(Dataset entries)
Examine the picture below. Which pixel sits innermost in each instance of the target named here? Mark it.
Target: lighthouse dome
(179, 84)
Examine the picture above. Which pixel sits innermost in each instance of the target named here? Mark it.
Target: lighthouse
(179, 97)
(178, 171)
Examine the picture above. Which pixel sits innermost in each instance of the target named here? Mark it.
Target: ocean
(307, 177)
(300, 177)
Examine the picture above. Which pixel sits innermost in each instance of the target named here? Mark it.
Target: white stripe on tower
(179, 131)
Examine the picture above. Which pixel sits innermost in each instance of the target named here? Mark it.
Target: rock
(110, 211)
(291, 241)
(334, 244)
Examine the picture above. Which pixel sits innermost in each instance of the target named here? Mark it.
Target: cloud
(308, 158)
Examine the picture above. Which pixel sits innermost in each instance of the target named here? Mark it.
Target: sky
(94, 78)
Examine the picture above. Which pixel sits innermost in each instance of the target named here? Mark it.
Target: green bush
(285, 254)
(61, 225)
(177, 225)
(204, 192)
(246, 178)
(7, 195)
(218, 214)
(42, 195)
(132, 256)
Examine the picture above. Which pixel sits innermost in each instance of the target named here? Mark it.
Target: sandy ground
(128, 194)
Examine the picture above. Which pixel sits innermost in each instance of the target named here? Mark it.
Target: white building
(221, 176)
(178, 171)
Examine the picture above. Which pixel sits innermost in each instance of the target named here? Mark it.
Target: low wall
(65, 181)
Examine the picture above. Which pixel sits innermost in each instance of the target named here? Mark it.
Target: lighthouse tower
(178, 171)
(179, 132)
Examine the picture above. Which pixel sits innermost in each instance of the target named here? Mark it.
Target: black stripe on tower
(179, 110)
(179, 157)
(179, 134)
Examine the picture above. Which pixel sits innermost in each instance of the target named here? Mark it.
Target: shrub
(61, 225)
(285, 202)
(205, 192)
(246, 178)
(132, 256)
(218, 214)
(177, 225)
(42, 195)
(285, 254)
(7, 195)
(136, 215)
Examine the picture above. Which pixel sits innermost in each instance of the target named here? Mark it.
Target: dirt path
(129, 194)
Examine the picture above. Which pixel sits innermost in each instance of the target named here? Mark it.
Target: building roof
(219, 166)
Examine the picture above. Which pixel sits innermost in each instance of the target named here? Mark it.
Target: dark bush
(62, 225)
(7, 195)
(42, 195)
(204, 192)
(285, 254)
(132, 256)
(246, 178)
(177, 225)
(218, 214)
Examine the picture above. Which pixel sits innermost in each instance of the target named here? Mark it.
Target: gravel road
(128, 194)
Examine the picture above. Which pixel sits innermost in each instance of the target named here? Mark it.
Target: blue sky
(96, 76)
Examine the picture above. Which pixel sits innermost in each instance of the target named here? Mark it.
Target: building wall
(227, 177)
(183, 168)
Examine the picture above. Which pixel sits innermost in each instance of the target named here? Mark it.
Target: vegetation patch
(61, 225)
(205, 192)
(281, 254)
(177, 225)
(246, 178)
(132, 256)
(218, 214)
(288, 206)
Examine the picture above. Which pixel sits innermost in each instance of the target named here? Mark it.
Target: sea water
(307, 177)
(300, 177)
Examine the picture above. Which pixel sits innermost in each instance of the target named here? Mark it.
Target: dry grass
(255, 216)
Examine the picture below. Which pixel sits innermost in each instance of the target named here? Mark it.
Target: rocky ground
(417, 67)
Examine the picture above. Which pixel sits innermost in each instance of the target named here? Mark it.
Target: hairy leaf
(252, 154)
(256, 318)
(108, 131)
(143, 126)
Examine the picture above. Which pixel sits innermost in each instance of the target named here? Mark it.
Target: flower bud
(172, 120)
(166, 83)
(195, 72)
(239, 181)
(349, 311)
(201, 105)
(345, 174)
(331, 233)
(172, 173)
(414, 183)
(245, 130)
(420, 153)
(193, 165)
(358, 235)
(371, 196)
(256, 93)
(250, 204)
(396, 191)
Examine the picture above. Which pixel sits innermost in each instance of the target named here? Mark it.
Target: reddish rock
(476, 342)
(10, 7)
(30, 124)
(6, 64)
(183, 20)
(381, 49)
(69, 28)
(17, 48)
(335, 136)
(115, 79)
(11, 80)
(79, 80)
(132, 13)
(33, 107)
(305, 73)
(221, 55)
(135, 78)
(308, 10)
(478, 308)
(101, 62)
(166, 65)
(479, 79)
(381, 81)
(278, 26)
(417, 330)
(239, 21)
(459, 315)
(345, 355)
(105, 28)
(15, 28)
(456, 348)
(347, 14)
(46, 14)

-- Your instructions --
Copy each line above exactly as it stands.

-- Final answer --
Examine the picture below. Which pixel sits innermost in each instance of the target named here? Mark it.
Target: lighthouse dome
(179, 84)
Examine the picture above. Which pixel sits innermost in each instance of the target named here? Mark it.
Target: lighthouse
(179, 97)
(178, 171)
Examine the picture above. Which pixel sits innermost in each instance of the target named here? Mark it.
Target: ocean
(307, 177)
(300, 177)
Examine the picture above. Which pixel sits innermost in each instance of the target named here? Mark it.
Target: white stripe on tower
(179, 131)
Examine the picture above. Which pixel sits innermost in each instance of the target named here? Mark it.
Target: rock
(110, 211)
(291, 241)
(334, 244)
Examine the picture above. Which pixel sits innermost in each instance of the target named here? Mark it.
Target: cloud
(308, 158)
Examine the picture above. Which pixel sits innermost in each instance of the target named here? Mark it.
Target: sky
(94, 78)
Examine the picture above. Which pixel sits innermost in each instance of the target named here? Mark it.
Target: green bush
(285, 254)
(61, 225)
(177, 225)
(204, 192)
(246, 178)
(7, 195)
(218, 214)
(42, 195)
(132, 256)
Examine the picture above. Which pixel sits innermost in each instance of the target named here? Mark it.
Target: sandy ground
(128, 194)
Examine the picture above. Which pixel sits innermost in each instance of the target named here? Mark it.
Target: white building
(221, 176)
(178, 171)
Examine the picture above. Which pixel sits innermost in each instance of the target named here? Mark it.
Target: low wall
(65, 181)
Examine the picture above. Which pixel sits innermost in each instance of the target named here? Mark it.
Target: lighthouse tower
(178, 171)
(179, 132)
Examine the picture above. Which pixel sits innermost in each instance of the target named here? Mark it.
Target: black stripe on tower
(179, 110)
(179, 157)
(179, 134)
Examine the picture above. Which pixel sits innermost in each instance of the target named here? Mark it.
Target: shrub
(61, 225)
(285, 202)
(205, 192)
(246, 178)
(132, 256)
(218, 214)
(177, 225)
(42, 195)
(285, 254)
(7, 195)
(136, 215)
Examine the picture above. Which pixel sits innermost in each instance of the target named here? Mark it.
Target: dirt path
(129, 194)
Examine the picture above. Which pixel sits innermost in each instance of the target named here? Mark it.
Target: building roof
(219, 166)
Examine the picture above. Which pixel sits innermost in each instance of the target named here? Mark it.
Target: dark bush
(62, 225)
(7, 195)
(42, 195)
(204, 192)
(285, 254)
(132, 256)
(246, 178)
(177, 225)
(218, 214)
Examine the picture above. Which pixel sits innermost in each instance of the target named here? Mark it.
Target: gravel road
(128, 194)
Examine the picture above. Which pixel sits innermost in each instance of the target named here? Mark it.
Target: blue sky
(96, 76)
Examine the picture above. Which pixel sits innermost in each instance of the target named here? Mark it.
Target: building wall
(227, 177)
(183, 168)
Examine the picture above. Which pixel sits innermost in each instance of the target named here? Mark it.
Target: vegetation patch
(61, 225)
(205, 192)
(281, 254)
(177, 225)
(246, 178)
(132, 256)
(218, 214)
(288, 206)
Examine the picture above. Which pixel sits innermost in each instance of the target named here? Mark it.
Target: sea water
(307, 177)
(300, 177)
Examine the picture above. Which pixel sits innermost in each instance of the target named here? Mark it.
Target: dry grass
(255, 216)
Examine the picture below. Which pixel sits innermost in each instance of the target named here? Mark it.
Target: rocky ground
(417, 67)
Examine the picture above. Which pixel sits innermost in each instance of the target named here? Mark it.
Target: hairy leaf
(252, 154)
(256, 318)
(108, 131)
(143, 126)
Examine the picture above. Which pixel sits innermost in each instance of the target named here? Mark it.
Target: flower bud
(172, 120)
(166, 83)
(195, 72)
(239, 181)
(349, 311)
(201, 105)
(345, 174)
(331, 233)
(172, 173)
(414, 183)
(245, 130)
(420, 153)
(193, 165)
(358, 235)
(371, 196)
(256, 93)
(250, 204)
(396, 191)
Examine the picture above. Which pixel sits innermost in each instance of the target named here? Mark it.
Target: reddish rock
(476, 342)
(10, 7)
(30, 124)
(6, 64)
(183, 20)
(381, 49)
(69, 28)
(17, 48)
(335, 136)
(115, 79)
(11, 80)
(79, 80)
(132, 13)
(33, 107)
(305, 73)
(221, 55)
(135, 78)
(308, 10)
(478, 308)
(101, 62)
(166, 65)
(479, 79)
(381, 81)
(278, 26)
(417, 330)
(239, 21)
(459, 315)
(345, 355)
(105, 28)
(15, 28)
(456, 348)
(347, 14)
(46, 14)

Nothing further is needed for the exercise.